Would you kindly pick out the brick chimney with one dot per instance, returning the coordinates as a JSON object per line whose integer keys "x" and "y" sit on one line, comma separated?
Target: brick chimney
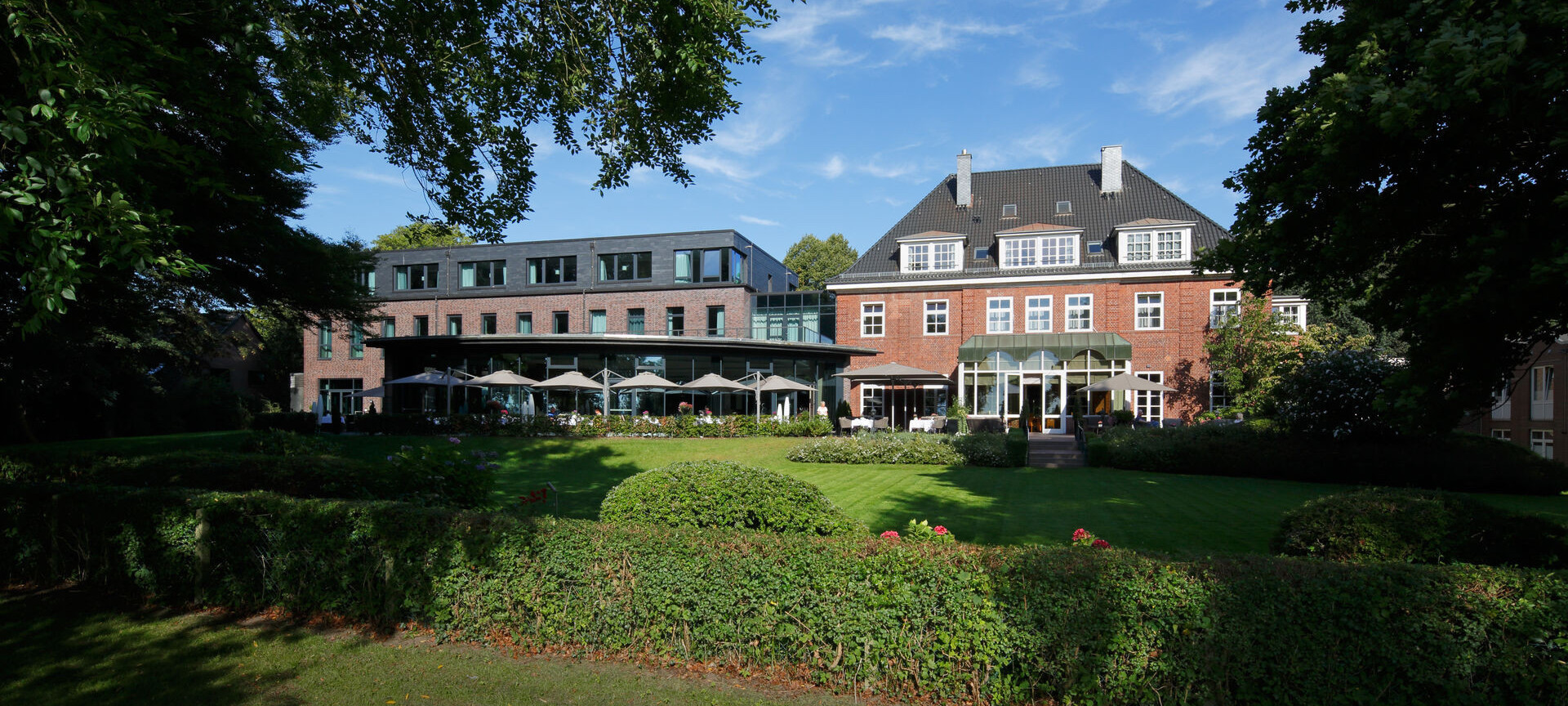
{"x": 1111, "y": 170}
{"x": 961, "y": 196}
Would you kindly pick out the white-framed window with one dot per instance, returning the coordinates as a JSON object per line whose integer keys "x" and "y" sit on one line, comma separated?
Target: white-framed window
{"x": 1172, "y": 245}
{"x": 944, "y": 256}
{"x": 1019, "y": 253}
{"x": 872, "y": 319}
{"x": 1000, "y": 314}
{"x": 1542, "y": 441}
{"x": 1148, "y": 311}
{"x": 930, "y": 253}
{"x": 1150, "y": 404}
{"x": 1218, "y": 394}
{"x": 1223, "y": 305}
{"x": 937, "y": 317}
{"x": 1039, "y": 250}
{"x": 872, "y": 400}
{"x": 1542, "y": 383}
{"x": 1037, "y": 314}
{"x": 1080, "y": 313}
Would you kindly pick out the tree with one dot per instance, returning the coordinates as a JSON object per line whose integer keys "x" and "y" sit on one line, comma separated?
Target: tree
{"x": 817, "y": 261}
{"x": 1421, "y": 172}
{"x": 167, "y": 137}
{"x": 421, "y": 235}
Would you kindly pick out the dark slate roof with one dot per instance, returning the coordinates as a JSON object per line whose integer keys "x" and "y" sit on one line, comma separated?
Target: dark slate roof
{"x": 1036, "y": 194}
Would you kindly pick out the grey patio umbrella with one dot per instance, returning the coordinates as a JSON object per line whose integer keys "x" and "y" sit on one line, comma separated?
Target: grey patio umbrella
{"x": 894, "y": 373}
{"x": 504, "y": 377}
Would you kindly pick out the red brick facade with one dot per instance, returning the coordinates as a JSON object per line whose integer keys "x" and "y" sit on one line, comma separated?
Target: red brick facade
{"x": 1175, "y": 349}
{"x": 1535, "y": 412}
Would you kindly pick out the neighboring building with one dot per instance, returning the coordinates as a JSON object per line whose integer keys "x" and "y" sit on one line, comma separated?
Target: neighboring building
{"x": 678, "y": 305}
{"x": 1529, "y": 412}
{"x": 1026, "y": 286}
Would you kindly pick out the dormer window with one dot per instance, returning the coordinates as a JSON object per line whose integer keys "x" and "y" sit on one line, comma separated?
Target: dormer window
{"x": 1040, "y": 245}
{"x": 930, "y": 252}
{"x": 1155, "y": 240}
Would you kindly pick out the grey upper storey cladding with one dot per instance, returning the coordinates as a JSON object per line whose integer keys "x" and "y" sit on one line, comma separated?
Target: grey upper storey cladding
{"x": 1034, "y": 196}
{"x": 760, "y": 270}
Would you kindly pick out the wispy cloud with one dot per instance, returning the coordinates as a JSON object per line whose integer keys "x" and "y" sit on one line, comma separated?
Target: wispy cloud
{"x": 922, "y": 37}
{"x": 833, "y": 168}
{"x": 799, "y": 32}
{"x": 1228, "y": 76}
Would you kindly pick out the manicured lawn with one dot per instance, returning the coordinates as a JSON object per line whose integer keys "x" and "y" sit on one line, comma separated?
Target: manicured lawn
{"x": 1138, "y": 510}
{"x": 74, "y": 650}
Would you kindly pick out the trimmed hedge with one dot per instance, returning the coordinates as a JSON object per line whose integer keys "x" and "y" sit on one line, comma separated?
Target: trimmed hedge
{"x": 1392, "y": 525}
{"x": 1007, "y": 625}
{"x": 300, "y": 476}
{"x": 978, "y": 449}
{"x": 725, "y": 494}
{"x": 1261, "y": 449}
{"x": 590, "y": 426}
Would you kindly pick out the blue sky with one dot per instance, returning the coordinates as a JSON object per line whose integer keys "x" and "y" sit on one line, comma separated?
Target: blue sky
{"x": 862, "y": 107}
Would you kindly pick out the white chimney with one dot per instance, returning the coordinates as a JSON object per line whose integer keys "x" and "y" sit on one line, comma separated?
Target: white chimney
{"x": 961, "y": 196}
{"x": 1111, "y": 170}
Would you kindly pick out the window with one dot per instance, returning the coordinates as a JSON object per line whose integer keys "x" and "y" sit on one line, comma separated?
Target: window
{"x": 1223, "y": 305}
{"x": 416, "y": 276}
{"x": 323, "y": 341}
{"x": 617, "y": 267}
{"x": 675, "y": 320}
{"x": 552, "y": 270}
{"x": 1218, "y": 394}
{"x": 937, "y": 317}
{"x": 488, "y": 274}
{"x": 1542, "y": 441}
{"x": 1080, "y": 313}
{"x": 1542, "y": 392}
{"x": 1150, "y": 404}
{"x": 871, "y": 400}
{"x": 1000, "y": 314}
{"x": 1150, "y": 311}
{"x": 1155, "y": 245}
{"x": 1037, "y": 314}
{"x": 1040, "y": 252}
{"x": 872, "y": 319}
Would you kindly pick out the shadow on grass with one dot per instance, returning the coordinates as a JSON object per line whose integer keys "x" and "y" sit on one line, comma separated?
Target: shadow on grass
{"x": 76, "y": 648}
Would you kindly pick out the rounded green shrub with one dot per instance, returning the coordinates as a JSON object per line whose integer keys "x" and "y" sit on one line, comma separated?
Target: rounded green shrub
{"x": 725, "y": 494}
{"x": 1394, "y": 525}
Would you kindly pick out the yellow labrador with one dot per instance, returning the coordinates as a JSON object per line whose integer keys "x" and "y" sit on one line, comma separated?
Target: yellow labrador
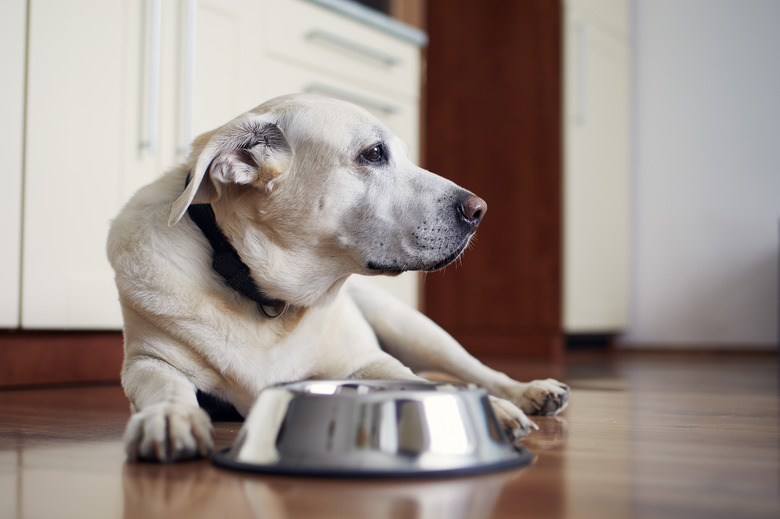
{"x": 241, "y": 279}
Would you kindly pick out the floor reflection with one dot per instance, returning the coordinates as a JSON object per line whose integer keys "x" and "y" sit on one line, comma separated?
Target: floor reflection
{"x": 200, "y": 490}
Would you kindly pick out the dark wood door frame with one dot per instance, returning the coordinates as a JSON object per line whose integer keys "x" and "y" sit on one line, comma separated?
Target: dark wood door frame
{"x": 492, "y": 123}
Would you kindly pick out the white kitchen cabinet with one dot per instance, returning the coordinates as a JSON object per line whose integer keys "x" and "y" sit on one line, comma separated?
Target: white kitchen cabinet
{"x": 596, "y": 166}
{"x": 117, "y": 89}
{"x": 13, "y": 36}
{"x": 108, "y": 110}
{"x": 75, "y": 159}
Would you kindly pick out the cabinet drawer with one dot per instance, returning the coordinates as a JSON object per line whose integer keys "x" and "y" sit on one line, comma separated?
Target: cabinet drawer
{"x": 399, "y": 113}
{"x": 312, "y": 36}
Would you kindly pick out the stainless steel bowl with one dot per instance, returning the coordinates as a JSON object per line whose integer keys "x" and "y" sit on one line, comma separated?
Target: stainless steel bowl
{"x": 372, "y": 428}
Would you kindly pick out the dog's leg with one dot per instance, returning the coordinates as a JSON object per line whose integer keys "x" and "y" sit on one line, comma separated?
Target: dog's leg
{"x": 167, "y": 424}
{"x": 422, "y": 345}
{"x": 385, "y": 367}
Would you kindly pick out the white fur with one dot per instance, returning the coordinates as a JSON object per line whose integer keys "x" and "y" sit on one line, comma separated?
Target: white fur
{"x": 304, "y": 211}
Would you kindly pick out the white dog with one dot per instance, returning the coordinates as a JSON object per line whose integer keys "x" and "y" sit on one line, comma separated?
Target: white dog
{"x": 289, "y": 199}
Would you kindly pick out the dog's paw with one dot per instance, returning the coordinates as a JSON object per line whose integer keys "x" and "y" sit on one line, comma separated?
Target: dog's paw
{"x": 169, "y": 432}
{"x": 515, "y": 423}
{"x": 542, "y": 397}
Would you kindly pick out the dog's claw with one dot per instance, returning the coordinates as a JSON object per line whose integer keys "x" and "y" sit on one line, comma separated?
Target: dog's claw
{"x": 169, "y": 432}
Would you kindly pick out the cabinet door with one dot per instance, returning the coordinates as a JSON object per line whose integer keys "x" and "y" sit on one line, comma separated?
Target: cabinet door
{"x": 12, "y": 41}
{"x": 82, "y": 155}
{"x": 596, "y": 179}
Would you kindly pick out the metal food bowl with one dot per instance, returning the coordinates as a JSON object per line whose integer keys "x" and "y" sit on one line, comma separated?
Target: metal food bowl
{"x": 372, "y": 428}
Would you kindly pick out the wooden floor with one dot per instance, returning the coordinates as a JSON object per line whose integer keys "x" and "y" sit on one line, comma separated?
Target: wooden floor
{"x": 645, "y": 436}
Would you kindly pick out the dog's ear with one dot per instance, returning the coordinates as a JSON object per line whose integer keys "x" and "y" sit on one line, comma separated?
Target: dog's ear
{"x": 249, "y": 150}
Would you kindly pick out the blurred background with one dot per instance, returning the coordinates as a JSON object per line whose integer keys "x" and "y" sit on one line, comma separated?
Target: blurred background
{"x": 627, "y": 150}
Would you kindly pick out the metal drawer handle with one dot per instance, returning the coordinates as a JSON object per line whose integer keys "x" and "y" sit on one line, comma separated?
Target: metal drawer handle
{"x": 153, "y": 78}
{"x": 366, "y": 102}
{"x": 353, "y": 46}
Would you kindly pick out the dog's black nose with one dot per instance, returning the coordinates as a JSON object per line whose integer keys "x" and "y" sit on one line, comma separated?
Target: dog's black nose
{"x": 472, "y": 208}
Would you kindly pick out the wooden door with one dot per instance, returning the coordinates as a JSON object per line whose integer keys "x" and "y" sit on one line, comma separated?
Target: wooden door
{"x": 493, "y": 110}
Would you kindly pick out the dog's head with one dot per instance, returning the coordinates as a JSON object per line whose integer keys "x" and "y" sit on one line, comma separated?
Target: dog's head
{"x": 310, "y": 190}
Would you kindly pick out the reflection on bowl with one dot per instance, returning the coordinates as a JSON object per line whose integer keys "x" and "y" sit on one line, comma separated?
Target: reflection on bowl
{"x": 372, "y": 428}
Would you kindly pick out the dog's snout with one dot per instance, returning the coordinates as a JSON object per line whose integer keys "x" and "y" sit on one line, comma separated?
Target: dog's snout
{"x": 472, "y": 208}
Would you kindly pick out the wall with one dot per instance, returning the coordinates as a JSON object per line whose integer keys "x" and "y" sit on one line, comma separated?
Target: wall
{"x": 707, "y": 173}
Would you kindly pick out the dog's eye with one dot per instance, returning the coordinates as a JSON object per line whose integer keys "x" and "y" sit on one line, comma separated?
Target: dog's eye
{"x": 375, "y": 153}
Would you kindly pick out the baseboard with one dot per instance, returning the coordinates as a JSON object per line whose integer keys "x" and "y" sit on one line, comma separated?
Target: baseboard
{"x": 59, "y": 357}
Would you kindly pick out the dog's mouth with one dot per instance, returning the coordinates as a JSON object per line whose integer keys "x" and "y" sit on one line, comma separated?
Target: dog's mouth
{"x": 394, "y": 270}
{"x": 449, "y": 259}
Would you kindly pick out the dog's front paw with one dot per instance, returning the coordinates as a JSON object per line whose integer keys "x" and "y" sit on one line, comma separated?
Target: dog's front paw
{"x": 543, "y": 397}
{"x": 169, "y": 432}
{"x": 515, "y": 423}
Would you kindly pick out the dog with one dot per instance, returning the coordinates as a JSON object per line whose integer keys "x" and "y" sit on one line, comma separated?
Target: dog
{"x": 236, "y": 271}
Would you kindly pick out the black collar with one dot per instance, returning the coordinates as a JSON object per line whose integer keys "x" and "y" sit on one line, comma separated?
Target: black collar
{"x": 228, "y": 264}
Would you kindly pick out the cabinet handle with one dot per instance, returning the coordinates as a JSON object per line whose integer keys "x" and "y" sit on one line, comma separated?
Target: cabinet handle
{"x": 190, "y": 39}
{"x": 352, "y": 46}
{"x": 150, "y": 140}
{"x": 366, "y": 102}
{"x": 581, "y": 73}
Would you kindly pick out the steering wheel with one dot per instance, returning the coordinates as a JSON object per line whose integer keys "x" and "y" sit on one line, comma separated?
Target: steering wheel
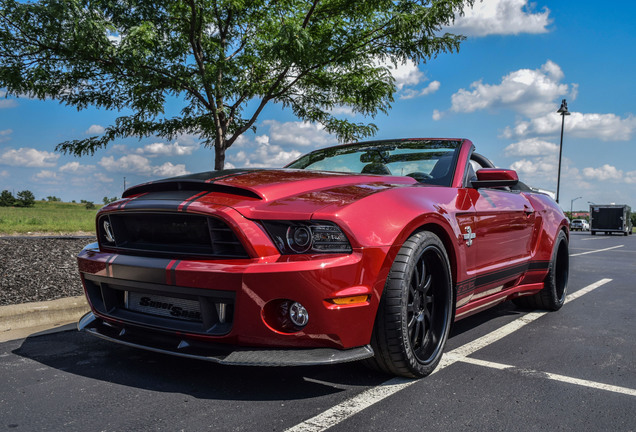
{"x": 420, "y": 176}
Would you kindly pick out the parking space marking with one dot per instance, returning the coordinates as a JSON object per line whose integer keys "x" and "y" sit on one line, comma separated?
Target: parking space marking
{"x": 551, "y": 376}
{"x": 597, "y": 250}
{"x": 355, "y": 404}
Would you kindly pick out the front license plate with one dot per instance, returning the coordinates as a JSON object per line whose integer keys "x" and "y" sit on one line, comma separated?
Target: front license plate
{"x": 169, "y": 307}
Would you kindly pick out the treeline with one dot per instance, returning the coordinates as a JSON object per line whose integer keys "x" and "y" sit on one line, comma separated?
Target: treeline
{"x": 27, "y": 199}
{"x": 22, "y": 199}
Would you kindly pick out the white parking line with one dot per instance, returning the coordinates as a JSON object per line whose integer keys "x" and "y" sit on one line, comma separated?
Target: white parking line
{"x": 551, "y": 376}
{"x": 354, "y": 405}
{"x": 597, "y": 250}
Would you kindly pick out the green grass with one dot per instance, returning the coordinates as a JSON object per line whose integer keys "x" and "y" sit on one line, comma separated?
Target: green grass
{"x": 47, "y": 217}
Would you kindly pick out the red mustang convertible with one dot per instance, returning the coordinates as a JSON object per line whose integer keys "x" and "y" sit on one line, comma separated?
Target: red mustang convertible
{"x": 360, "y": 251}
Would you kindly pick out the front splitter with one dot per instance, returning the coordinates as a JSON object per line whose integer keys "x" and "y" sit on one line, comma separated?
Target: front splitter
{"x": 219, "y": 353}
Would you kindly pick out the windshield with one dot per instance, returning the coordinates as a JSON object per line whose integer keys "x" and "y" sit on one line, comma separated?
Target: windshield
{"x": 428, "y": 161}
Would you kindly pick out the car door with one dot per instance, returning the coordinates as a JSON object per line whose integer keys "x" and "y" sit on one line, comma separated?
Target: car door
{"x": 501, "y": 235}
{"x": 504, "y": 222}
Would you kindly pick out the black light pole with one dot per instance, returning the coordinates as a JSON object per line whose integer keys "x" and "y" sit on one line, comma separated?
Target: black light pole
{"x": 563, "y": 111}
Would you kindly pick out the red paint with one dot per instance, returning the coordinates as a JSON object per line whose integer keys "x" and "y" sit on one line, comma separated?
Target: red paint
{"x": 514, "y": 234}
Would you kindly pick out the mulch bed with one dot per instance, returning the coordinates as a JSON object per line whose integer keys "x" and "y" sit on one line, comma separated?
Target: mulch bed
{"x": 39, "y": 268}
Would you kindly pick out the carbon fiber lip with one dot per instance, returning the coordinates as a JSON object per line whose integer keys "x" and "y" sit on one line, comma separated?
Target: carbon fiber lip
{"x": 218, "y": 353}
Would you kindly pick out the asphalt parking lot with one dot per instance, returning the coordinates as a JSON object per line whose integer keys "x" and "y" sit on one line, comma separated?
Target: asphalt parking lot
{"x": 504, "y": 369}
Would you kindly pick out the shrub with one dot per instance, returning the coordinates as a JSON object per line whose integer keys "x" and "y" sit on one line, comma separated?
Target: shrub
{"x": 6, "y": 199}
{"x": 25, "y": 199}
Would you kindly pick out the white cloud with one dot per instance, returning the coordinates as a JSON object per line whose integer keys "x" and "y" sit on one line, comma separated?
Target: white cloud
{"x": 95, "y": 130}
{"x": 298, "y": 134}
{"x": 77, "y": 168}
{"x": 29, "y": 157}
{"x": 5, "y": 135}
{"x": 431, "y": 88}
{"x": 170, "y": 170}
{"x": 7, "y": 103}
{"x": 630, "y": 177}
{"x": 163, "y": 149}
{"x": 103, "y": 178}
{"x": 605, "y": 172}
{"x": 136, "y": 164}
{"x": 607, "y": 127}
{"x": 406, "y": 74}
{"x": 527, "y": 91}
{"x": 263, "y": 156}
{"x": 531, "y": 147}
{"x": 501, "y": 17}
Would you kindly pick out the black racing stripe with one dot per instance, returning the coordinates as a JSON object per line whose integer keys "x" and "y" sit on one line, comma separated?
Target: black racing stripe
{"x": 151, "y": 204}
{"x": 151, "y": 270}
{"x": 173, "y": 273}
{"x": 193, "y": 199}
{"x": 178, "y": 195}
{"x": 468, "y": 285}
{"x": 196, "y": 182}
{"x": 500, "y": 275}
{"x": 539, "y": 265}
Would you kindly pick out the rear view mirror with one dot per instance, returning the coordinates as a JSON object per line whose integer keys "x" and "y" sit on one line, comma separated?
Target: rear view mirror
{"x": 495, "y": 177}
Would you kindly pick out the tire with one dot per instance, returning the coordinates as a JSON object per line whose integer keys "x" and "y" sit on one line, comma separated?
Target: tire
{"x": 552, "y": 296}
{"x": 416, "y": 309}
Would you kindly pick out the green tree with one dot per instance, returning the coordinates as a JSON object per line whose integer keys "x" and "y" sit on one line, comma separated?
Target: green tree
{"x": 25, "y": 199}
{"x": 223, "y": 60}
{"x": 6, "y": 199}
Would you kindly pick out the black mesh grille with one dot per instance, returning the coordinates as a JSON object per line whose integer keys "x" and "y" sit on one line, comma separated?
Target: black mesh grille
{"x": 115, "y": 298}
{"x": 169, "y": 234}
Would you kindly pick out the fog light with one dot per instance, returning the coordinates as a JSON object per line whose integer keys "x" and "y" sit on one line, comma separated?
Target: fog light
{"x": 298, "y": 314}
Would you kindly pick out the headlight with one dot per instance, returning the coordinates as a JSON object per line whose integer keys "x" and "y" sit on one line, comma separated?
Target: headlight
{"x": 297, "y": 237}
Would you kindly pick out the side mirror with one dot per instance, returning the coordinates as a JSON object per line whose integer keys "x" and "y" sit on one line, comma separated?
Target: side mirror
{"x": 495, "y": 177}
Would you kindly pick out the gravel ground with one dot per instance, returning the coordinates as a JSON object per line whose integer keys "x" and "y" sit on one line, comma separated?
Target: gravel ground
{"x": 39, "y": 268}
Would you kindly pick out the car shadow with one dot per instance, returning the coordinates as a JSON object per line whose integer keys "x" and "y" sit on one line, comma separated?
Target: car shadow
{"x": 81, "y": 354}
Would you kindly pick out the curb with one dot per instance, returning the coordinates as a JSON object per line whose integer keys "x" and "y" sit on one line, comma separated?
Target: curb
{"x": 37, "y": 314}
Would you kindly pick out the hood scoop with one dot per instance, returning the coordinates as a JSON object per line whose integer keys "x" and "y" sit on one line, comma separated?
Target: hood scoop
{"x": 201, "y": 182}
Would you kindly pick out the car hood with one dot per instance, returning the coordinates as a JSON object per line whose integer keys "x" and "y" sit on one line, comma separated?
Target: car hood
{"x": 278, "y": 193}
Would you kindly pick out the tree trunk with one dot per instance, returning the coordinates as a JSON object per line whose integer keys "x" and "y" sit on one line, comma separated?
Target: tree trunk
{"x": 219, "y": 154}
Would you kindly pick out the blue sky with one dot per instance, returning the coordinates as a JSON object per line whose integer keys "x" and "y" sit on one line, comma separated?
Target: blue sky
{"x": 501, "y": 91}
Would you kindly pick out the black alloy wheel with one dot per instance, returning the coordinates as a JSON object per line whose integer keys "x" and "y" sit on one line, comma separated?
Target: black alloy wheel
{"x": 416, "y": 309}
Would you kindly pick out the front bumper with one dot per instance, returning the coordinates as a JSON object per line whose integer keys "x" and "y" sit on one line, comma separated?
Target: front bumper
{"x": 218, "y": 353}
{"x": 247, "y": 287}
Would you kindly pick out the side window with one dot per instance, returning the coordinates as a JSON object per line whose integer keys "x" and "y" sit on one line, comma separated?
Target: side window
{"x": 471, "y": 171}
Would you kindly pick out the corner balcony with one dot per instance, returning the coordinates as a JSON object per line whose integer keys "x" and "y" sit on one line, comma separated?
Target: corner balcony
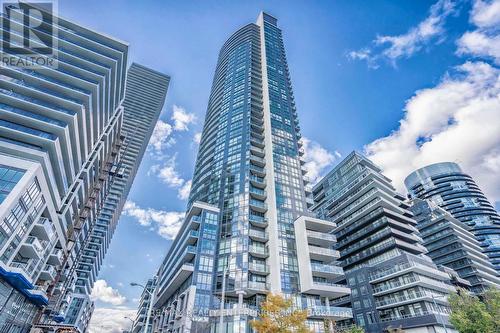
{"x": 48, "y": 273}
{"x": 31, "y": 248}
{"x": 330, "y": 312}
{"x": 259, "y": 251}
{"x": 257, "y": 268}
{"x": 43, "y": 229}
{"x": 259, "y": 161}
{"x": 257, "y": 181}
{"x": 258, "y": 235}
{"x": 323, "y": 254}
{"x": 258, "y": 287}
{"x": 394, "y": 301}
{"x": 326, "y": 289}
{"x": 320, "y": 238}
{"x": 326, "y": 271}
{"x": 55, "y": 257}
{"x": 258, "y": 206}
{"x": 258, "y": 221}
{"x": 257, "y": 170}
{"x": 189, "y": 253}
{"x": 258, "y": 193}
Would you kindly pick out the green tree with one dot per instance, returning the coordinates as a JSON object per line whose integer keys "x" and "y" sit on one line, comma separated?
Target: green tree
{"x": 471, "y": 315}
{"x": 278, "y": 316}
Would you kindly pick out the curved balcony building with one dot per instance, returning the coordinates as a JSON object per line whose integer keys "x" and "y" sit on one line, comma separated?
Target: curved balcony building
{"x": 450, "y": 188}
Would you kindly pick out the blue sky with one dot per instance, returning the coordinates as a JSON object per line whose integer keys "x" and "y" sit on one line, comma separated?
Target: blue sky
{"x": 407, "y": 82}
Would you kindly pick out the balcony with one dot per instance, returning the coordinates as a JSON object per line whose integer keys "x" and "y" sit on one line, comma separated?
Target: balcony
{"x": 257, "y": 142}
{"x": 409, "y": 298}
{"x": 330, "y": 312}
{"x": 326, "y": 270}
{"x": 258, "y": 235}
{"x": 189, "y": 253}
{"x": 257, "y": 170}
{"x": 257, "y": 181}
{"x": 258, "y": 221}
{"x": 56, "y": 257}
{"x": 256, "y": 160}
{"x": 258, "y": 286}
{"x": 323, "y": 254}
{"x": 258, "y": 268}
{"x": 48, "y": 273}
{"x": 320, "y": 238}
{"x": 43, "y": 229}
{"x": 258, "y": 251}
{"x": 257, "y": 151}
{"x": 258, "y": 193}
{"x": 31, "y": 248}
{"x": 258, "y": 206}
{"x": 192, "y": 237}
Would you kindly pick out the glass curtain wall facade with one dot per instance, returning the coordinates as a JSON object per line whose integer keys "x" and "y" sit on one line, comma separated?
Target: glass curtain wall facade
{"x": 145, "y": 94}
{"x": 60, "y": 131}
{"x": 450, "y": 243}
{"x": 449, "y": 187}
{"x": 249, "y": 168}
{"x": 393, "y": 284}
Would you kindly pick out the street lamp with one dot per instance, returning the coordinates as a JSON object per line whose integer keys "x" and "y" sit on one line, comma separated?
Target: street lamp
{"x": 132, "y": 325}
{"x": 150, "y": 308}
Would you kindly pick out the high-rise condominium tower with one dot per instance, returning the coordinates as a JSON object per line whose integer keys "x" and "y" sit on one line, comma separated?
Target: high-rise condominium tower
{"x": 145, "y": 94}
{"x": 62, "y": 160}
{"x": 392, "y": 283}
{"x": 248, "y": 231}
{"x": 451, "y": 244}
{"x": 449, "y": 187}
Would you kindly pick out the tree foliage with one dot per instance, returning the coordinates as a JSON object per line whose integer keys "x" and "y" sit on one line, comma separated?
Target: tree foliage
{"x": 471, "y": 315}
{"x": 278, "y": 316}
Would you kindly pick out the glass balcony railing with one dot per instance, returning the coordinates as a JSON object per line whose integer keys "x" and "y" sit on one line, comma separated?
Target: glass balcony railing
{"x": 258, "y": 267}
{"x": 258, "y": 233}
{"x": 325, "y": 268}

▸ **YOUR INSTRUCTIONS**
Would you print, exactly as written, every line above from the one holding "Target: blurred background" through the one holding "Would you kindly pick out the dog's black", with both included and no other lines?

▸ **SOLUTION TO THE EXERCISE**
Target: blurred background
{"x": 627, "y": 150}
Would you kindly pick out the metal drawer handle with one dot per instance, returning the coordinates as a JSON object per line whose integer keys "x" and "y" sit on one line, comma separated?
Target: metal drawer handle
{"x": 153, "y": 78}
{"x": 366, "y": 102}
{"x": 353, "y": 46}
Would you kindly pick out the dog's black nose with one dot per instance, returning the coordinates as a JSON object per line whose integer keys "x" and "y" sit on one line, comma separated?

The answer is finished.